-- Begin Record extracts --

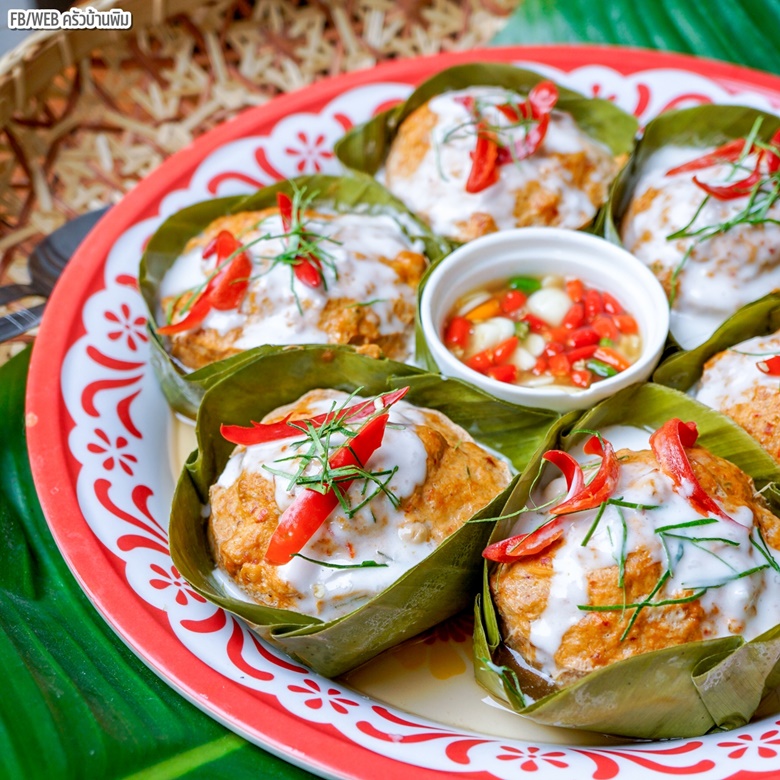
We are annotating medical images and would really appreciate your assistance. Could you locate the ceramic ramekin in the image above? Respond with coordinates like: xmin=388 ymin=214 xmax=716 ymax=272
xmin=420 ymin=227 xmax=669 ymax=412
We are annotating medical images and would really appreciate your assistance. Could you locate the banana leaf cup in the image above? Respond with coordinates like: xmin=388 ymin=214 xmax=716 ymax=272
xmin=474 ymin=384 xmax=780 ymax=739
xmin=139 ymin=175 xmax=450 ymax=418
xmin=653 ymin=292 xmax=780 ymax=392
xmin=335 ymin=62 xmax=638 ymax=238
xmin=594 ymin=105 xmax=780 ymax=356
xmin=170 ymin=345 xmax=557 ymax=676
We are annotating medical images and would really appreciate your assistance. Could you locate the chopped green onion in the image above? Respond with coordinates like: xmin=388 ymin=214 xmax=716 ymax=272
xmin=585 ymin=358 xmax=618 ymax=377
xmin=509 ymin=276 xmax=542 ymax=295
xmin=293 ymin=553 xmax=389 ymax=569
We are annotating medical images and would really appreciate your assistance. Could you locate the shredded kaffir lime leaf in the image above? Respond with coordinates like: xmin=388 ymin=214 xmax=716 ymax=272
xmin=263 ymin=388 xmax=401 ymax=518
xmin=666 ymin=117 xmax=780 ymax=307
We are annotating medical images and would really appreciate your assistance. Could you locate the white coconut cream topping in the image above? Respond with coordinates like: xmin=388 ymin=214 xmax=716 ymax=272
xmin=692 ymin=333 xmax=780 ymax=411
xmin=385 ymin=87 xmax=613 ymax=236
xmin=514 ymin=429 xmax=780 ymax=677
xmin=621 ymin=142 xmax=780 ymax=349
xmin=217 ymin=393 xmax=436 ymax=620
xmin=160 ymin=209 xmax=422 ymax=354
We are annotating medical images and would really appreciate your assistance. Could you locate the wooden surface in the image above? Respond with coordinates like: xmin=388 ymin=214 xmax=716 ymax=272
xmin=0 ymin=0 xmax=517 ymax=363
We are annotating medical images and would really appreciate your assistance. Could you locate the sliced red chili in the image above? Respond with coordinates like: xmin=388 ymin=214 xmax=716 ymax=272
xmin=485 ymin=363 xmax=517 ymax=384
xmin=561 ymin=303 xmax=585 ymax=328
xmin=203 ymin=230 xmax=252 ymax=311
xmin=591 ymin=314 xmax=620 ymax=341
xmin=650 ymin=417 xmax=736 ymax=523
xmin=493 ymin=336 xmax=520 ymax=365
xmin=666 ymin=138 xmax=745 ymax=176
xmin=549 ymin=353 xmax=571 ymax=376
xmin=157 ymin=290 xmax=211 ymax=336
xmin=219 ymin=386 xmax=409 ymax=447
xmin=528 ymin=81 xmax=558 ymax=119
xmin=756 ymin=355 xmax=780 ymax=376
xmin=582 ymin=290 xmax=604 ymax=322
xmin=550 ymin=436 xmax=620 ymax=515
xmin=466 ymin=122 xmax=499 ymax=193
xmin=157 ymin=230 xmax=252 ymax=336
xmin=482 ymin=450 xmax=585 ymax=563
xmin=566 ymin=326 xmax=601 ymax=349
xmin=601 ymin=292 xmax=623 ymax=314
xmin=265 ymin=414 xmax=387 ymax=566
xmin=693 ymin=154 xmax=762 ymax=200
xmin=276 ymin=192 xmax=293 ymax=232
xmin=612 ymin=314 xmax=639 ymax=334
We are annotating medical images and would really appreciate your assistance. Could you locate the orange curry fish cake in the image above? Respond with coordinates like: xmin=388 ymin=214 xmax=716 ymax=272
xmin=486 ymin=421 xmax=780 ymax=686
xmin=209 ymin=390 xmax=510 ymax=620
xmin=158 ymin=208 xmax=427 ymax=369
xmin=384 ymin=82 xmax=620 ymax=241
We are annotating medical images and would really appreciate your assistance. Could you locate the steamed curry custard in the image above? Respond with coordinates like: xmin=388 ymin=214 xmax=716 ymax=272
xmin=616 ymin=106 xmax=780 ymax=349
xmin=484 ymin=419 xmax=780 ymax=700
xmin=157 ymin=189 xmax=428 ymax=370
xmin=209 ymin=388 xmax=510 ymax=621
xmin=384 ymin=81 xmax=619 ymax=241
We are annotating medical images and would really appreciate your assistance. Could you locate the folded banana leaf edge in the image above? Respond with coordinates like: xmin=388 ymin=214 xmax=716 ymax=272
xmin=170 ymin=345 xmax=557 ymax=676
xmin=653 ymin=292 xmax=780 ymax=392
xmin=594 ymin=105 xmax=780 ymax=354
xmin=474 ymin=384 xmax=780 ymax=739
xmin=335 ymin=62 xmax=637 ymax=183
xmin=139 ymin=174 xmax=451 ymax=418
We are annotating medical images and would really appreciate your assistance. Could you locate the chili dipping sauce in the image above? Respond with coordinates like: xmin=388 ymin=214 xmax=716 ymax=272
xmin=442 ymin=275 xmax=642 ymax=390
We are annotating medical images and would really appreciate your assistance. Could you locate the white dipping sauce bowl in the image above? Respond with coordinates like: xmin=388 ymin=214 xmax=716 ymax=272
xmin=420 ymin=227 xmax=669 ymax=412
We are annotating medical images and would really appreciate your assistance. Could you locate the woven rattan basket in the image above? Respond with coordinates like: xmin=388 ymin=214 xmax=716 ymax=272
xmin=0 ymin=0 xmax=518 ymax=363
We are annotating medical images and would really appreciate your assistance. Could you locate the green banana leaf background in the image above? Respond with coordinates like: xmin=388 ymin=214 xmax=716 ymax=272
xmin=7 ymin=0 xmax=780 ymax=780
xmin=474 ymin=384 xmax=780 ymax=739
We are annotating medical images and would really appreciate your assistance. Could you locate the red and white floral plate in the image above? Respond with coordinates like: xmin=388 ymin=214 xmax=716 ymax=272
xmin=27 ymin=46 xmax=780 ymax=780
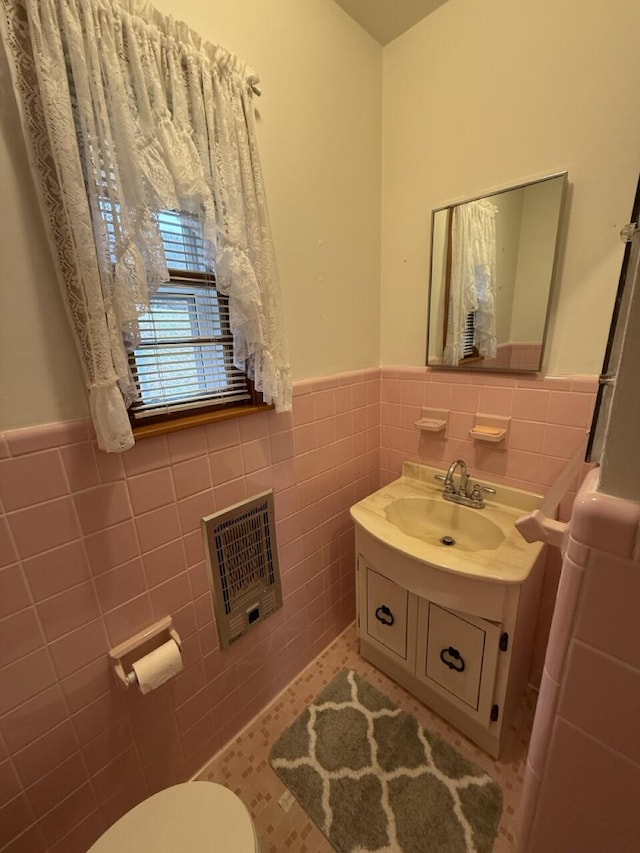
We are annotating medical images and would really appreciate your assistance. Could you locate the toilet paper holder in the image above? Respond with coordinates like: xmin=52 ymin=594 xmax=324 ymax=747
xmin=109 ymin=616 xmax=182 ymax=688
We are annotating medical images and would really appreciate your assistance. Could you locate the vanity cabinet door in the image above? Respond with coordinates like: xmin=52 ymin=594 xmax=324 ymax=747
xmin=362 ymin=566 xmax=410 ymax=661
xmin=416 ymin=601 xmax=500 ymax=724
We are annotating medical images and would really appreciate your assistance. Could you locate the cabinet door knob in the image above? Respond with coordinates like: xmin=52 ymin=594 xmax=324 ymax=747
xmin=376 ymin=604 xmax=396 ymax=625
xmin=440 ymin=646 xmax=464 ymax=672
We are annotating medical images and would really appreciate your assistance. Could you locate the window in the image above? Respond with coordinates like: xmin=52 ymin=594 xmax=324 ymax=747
xmin=129 ymin=210 xmax=260 ymax=425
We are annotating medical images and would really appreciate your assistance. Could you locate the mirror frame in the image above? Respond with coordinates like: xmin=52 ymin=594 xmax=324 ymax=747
xmin=425 ymin=169 xmax=569 ymax=375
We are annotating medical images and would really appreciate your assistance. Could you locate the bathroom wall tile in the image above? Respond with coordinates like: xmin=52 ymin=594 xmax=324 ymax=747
xmin=0 ymin=607 xmax=44 ymax=667
xmin=82 ymin=717 xmax=132 ymax=775
xmin=269 ymin=432 xmax=295 ymax=464
xmin=23 ymin=540 xmax=91 ymax=601
xmin=123 ymin=435 xmax=171 ymax=477
xmin=0 ymin=450 xmax=69 ymax=511
xmin=127 ymin=468 xmax=175 ymax=515
xmin=149 ymin=572 xmax=192 ymax=619
xmin=212 ymin=477 xmax=249 ymax=510
xmin=475 ymin=380 xmax=514 ymax=416
xmin=49 ymin=811 xmax=109 ymax=853
xmin=0 ymin=563 xmax=31 ymax=618
xmin=5 ymin=421 xmax=91 ymax=456
xmin=13 ymin=720 xmax=78 ymax=786
xmin=509 ymin=420 xmax=553 ymax=455
xmin=0 ymin=648 xmax=55 ymax=715
xmin=542 ymin=424 xmax=586 ymax=459
xmin=511 ymin=387 xmax=551 ymax=423
xmin=84 ymin=521 xmax=140 ymax=575
xmin=527 ymin=672 xmax=560 ymax=779
xmin=571 ymin=376 xmax=598 ymax=398
xmin=210 ymin=446 xmax=244 ymax=486
xmin=558 ymin=641 xmax=640 ymax=765
xmin=173 ymin=456 xmax=211 ymax=500
xmin=0 ymin=794 xmax=33 ymax=849
xmin=545 ymin=557 xmax=584 ymax=682
xmin=135 ymin=504 xmax=180 ymax=554
xmin=74 ymin=482 xmax=131 ymax=534
xmin=548 ymin=391 xmax=594 ymax=428
xmin=59 ymin=441 xmax=100 ymax=492
xmin=182 ymin=524 xmax=205 ymax=566
xmin=49 ymin=619 xmax=108 ymax=678
xmin=71 ymin=682 xmax=128 ymax=744
xmin=91 ymin=746 xmax=142 ymax=804
xmin=37 ymin=581 xmax=100 ymax=642
xmin=0 ymin=515 xmax=18 ymax=566
xmin=205 ymin=420 xmax=240 ymax=453
xmin=178 ymin=490 xmax=217 ymax=535
xmin=0 ymin=761 xmax=22 ymax=808
xmin=0 ymin=684 xmax=68 ymax=752
xmin=100 ymin=770 xmax=146 ymax=826
xmin=351 ymin=382 xmax=370 ymax=409
xmin=104 ymin=593 xmax=155 ymax=646
xmin=39 ymin=782 xmax=98 ymax=845
xmin=142 ymin=539 xmax=187 ymax=587
xmin=7 ymin=497 xmax=80 ymax=558
xmin=293 ymin=394 xmax=316 ymax=427
xmin=293 ymin=423 xmax=317 ymax=454
xmin=94 ymin=557 xmax=147 ymax=613
xmin=575 ymin=551 xmax=640 ymax=669
xmin=450 ymin=385 xmax=480 ymax=412
xmin=167 ymin=427 xmax=207 ymax=465
xmin=60 ymin=655 xmax=114 ymax=714
xmin=93 ymin=445 xmax=126 ymax=483
xmin=571 ymin=490 xmax=640 ymax=558
xmin=0 ymin=368 xmax=589 ymax=853
xmin=242 ymin=438 xmax=271 ymax=475
xmin=529 ymin=719 xmax=640 ymax=853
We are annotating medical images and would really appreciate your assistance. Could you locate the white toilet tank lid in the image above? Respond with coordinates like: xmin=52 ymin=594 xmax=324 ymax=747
xmin=88 ymin=782 xmax=256 ymax=853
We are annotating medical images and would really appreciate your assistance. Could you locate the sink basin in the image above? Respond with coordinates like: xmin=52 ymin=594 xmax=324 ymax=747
xmin=384 ymin=497 xmax=505 ymax=551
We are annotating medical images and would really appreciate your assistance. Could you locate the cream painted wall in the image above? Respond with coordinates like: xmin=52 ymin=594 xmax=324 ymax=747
xmin=0 ymin=0 xmax=382 ymax=430
xmin=381 ymin=0 xmax=640 ymax=374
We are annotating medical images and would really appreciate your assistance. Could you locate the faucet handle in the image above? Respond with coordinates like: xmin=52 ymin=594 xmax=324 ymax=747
xmin=471 ymin=483 xmax=496 ymax=500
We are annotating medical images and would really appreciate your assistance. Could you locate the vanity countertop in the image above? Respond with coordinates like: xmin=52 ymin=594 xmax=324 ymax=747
xmin=351 ymin=462 xmax=543 ymax=584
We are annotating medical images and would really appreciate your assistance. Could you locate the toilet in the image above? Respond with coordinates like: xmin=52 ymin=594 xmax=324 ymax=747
xmin=88 ymin=782 xmax=260 ymax=853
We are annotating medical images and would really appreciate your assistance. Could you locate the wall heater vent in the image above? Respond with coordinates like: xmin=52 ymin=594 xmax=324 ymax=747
xmin=202 ymin=490 xmax=282 ymax=649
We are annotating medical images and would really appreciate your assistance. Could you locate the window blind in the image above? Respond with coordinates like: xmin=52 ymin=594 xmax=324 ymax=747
xmin=462 ymin=311 xmax=476 ymax=358
xmin=130 ymin=210 xmax=252 ymax=421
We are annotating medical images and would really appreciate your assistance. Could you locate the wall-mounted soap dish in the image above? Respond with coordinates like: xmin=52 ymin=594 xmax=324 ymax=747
xmin=415 ymin=409 xmax=449 ymax=438
xmin=469 ymin=415 xmax=511 ymax=449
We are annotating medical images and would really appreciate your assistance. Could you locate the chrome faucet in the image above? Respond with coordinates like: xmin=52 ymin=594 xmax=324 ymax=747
xmin=435 ymin=459 xmax=496 ymax=509
xmin=444 ymin=459 xmax=469 ymax=497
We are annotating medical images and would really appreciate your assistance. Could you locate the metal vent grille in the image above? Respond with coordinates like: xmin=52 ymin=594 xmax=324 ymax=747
xmin=202 ymin=490 xmax=282 ymax=649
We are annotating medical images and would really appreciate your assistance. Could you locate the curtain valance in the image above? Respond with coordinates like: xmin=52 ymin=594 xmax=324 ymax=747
xmin=0 ymin=0 xmax=291 ymax=450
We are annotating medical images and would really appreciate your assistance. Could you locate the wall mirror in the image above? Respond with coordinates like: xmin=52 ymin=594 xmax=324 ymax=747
xmin=427 ymin=172 xmax=567 ymax=373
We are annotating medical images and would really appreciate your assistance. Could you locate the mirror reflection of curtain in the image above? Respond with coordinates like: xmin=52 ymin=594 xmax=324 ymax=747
xmin=442 ymin=199 xmax=498 ymax=366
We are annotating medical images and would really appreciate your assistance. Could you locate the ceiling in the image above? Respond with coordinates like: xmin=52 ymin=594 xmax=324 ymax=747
xmin=336 ymin=0 xmax=446 ymax=45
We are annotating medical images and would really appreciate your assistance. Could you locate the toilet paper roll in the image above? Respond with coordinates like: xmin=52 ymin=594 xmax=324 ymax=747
xmin=131 ymin=640 xmax=182 ymax=693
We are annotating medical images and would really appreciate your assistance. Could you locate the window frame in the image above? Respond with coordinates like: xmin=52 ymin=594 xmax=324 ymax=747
xmin=127 ymin=215 xmax=274 ymax=439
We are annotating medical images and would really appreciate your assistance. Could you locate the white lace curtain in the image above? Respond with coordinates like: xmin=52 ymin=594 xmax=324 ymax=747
xmin=0 ymin=0 xmax=291 ymax=451
xmin=442 ymin=200 xmax=497 ymax=365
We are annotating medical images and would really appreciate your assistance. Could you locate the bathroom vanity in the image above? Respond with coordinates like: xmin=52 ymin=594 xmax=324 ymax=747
xmin=351 ymin=462 xmax=544 ymax=757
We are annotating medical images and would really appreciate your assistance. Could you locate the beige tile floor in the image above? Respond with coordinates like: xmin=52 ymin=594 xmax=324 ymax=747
xmin=198 ymin=625 xmax=536 ymax=853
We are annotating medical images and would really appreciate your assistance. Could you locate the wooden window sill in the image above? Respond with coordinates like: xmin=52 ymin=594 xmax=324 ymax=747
xmin=132 ymin=403 xmax=275 ymax=441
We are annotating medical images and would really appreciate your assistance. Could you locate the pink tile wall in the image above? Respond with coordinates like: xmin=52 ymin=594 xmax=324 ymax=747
xmin=518 ymin=472 xmax=640 ymax=853
xmin=0 ymin=370 xmax=380 ymax=853
xmin=380 ymin=367 xmax=597 ymax=684
xmin=0 ymin=368 xmax=595 ymax=853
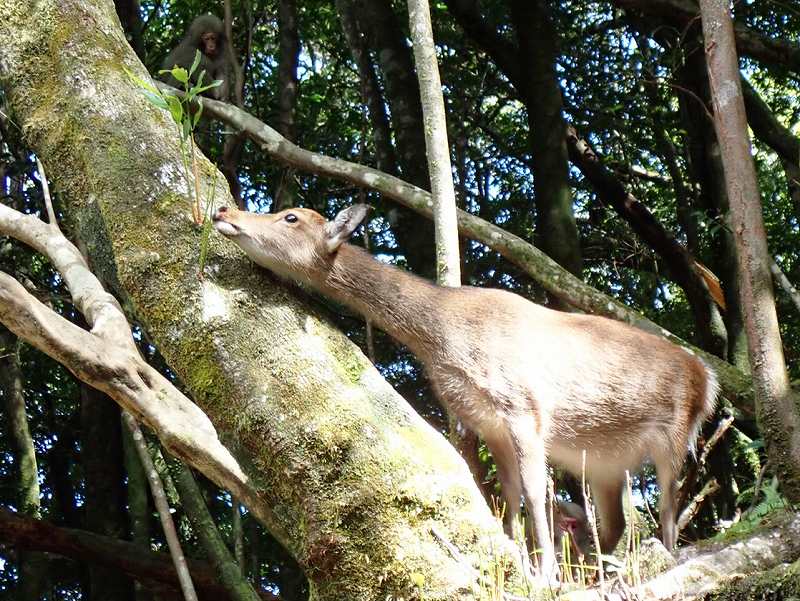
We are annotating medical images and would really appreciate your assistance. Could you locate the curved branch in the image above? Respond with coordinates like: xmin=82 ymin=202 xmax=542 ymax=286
xmin=188 ymin=89 xmax=754 ymax=416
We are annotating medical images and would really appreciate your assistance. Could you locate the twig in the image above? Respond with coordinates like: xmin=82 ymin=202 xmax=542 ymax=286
xmin=697 ymin=415 xmax=734 ymax=467
xmin=122 ymin=411 xmax=197 ymax=601
xmin=769 ymin=259 xmax=800 ymax=311
xmin=36 ymin=157 xmax=61 ymax=231
xmin=581 ymin=449 xmax=606 ymax=599
xmin=678 ymin=478 xmax=720 ymax=534
xmin=747 ymin=462 xmax=769 ymax=512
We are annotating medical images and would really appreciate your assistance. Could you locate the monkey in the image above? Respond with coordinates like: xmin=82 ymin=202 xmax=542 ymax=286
xmin=161 ymin=14 xmax=238 ymax=102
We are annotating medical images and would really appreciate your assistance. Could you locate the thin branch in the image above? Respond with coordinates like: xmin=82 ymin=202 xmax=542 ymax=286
xmin=36 ymin=157 xmax=61 ymax=231
xmin=122 ymin=411 xmax=197 ymax=601
xmin=769 ymin=259 xmax=800 ymax=311
xmin=157 ymin=83 xmax=755 ymax=415
xmin=0 ymin=200 xmax=289 ymax=544
xmin=678 ymin=478 xmax=720 ymax=534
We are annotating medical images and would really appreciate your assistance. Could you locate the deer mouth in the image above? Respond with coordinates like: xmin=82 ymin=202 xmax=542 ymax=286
xmin=212 ymin=215 xmax=242 ymax=238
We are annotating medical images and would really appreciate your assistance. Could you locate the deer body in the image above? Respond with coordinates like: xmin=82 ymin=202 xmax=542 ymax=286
xmin=214 ymin=205 xmax=717 ymax=566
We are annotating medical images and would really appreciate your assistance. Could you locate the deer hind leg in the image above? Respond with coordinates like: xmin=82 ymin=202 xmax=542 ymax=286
xmin=653 ymin=452 xmax=679 ymax=551
xmin=483 ymin=429 xmax=522 ymax=539
xmin=591 ymin=479 xmax=625 ymax=554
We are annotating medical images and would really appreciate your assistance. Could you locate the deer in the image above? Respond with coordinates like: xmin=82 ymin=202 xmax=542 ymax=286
xmin=212 ymin=204 xmax=718 ymax=577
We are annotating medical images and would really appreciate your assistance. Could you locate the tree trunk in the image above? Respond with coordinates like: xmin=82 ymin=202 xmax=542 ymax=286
xmin=0 ymin=0 xmax=517 ymax=600
xmin=0 ymin=328 xmax=50 ymax=601
xmin=511 ymin=0 xmax=581 ymax=277
xmin=408 ymin=0 xmax=461 ymax=287
xmin=700 ymin=0 xmax=800 ymax=503
xmin=273 ymin=0 xmax=300 ymax=212
xmin=80 ymin=384 xmax=133 ymax=601
xmin=336 ymin=0 xmax=399 ymax=175
xmin=0 ymin=508 xmax=274 ymax=601
xmin=167 ymin=459 xmax=258 ymax=601
xmin=355 ymin=0 xmax=436 ymax=276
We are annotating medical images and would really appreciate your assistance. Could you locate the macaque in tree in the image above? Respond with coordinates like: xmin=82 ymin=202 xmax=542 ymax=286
xmin=161 ymin=15 xmax=238 ymax=102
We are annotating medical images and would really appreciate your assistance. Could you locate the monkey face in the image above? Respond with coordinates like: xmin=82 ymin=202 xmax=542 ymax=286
xmin=200 ymin=31 xmax=219 ymax=58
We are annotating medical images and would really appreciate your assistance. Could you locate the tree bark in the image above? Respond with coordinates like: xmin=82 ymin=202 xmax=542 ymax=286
xmin=194 ymin=92 xmax=755 ymax=416
xmin=0 ymin=508 xmax=276 ymax=601
xmin=611 ymin=0 xmax=800 ymax=73
xmin=0 ymin=0 xmax=516 ymax=600
xmin=336 ymin=0 xmax=399 ymax=175
xmin=0 ymin=328 xmax=50 ymax=601
xmin=167 ymin=459 xmax=258 ymax=601
xmin=408 ymin=0 xmax=461 ymax=287
xmin=355 ymin=0 xmax=436 ymax=276
xmin=511 ymin=0 xmax=582 ymax=277
xmin=700 ymin=0 xmax=800 ymax=503
xmin=119 ymin=415 xmax=152 ymax=601
xmin=80 ymin=384 xmax=133 ymax=601
xmin=273 ymin=0 xmax=300 ymax=212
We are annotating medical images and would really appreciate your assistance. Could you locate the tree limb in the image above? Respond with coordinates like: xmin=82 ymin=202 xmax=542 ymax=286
xmin=189 ymin=90 xmax=754 ymax=415
xmin=0 ymin=507 xmax=277 ymax=601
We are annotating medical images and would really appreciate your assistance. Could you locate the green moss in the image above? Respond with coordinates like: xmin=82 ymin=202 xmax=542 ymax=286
xmin=705 ymin=562 xmax=800 ymax=601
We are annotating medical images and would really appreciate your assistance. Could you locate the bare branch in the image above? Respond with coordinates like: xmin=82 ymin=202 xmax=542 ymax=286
xmin=122 ymin=411 xmax=202 ymax=601
xmin=164 ymin=83 xmax=754 ymax=415
xmin=0 ymin=204 xmax=286 ymax=540
xmin=36 ymin=157 xmax=61 ymax=229
xmin=678 ymin=478 xmax=720 ymax=533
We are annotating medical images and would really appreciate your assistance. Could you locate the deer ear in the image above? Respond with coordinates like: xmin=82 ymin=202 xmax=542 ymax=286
xmin=325 ymin=204 xmax=370 ymax=253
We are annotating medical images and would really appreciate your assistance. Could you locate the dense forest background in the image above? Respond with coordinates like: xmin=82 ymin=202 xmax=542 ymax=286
xmin=0 ymin=0 xmax=800 ymax=601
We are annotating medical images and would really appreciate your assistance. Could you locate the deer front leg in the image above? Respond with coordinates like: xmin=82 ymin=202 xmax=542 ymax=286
xmin=482 ymin=428 xmax=525 ymax=540
xmin=508 ymin=412 xmax=558 ymax=580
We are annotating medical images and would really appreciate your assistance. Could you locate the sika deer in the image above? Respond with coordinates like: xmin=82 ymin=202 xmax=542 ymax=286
xmin=214 ymin=205 xmax=717 ymax=573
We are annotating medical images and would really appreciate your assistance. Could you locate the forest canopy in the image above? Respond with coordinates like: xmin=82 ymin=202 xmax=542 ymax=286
xmin=0 ymin=0 xmax=800 ymax=601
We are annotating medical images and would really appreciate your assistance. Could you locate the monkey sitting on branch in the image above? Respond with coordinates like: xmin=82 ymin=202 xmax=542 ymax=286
xmin=161 ymin=14 xmax=238 ymax=102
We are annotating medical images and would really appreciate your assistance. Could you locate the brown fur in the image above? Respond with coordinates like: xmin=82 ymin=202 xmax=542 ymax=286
xmin=161 ymin=15 xmax=235 ymax=102
xmin=214 ymin=205 xmax=717 ymax=566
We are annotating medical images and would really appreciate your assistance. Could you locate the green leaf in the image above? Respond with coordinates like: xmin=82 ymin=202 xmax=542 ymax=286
xmin=192 ymin=104 xmax=203 ymax=129
xmin=190 ymin=50 xmax=202 ymax=77
xmin=167 ymin=96 xmax=183 ymax=125
xmin=181 ymin=119 xmax=192 ymax=140
xmin=192 ymin=79 xmax=222 ymax=95
xmin=122 ymin=67 xmax=159 ymax=94
xmin=169 ymin=67 xmax=189 ymax=84
xmin=144 ymin=91 xmax=169 ymax=110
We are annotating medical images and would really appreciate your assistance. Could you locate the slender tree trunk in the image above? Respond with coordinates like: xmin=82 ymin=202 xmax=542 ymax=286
xmin=511 ymin=0 xmax=581 ymax=277
xmin=408 ymin=0 xmax=461 ymax=287
xmin=355 ymin=0 xmax=436 ymax=276
xmin=700 ymin=0 xmax=800 ymax=503
xmin=114 ymin=0 xmax=145 ymax=60
xmin=80 ymin=384 xmax=133 ymax=601
xmin=165 ymin=458 xmax=259 ymax=601
xmin=120 ymin=415 xmax=152 ymax=601
xmin=274 ymin=0 xmax=300 ymax=211
xmin=0 ymin=328 xmax=50 ymax=601
xmin=122 ymin=411 xmax=202 ymax=601
xmin=336 ymin=0 xmax=399 ymax=175
xmin=678 ymin=41 xmax=749 ymax=371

-- End Record extracts --

> [Exercise] Turn the lines of the listing, from the line containing "locate the steamed" up to and including the line containing "xmin=384 ymin=81 xmax=619 ymax=241", into a numbered list with blank lines omitted. Include only those lines.

> [The output]
1. We are annotating medical images and would really appreciate your assistance. Could you locate the steamed curry custard in the image above? Respond with coordinates like: xmin=388 ymin=214 xmax=716 ymax=272
2. xmin=616 ymin=106 xmax=780 ymax=349
3. xmin=484 ymin=419 xmax=780 ymax=700
4. xmin=157 ymin=189 xmax=428 ymax=370
5. xmin=209 ymin=388 xmax=510 ymax=621
6. xmin=384 ymin=81 xmax=619 ymax=241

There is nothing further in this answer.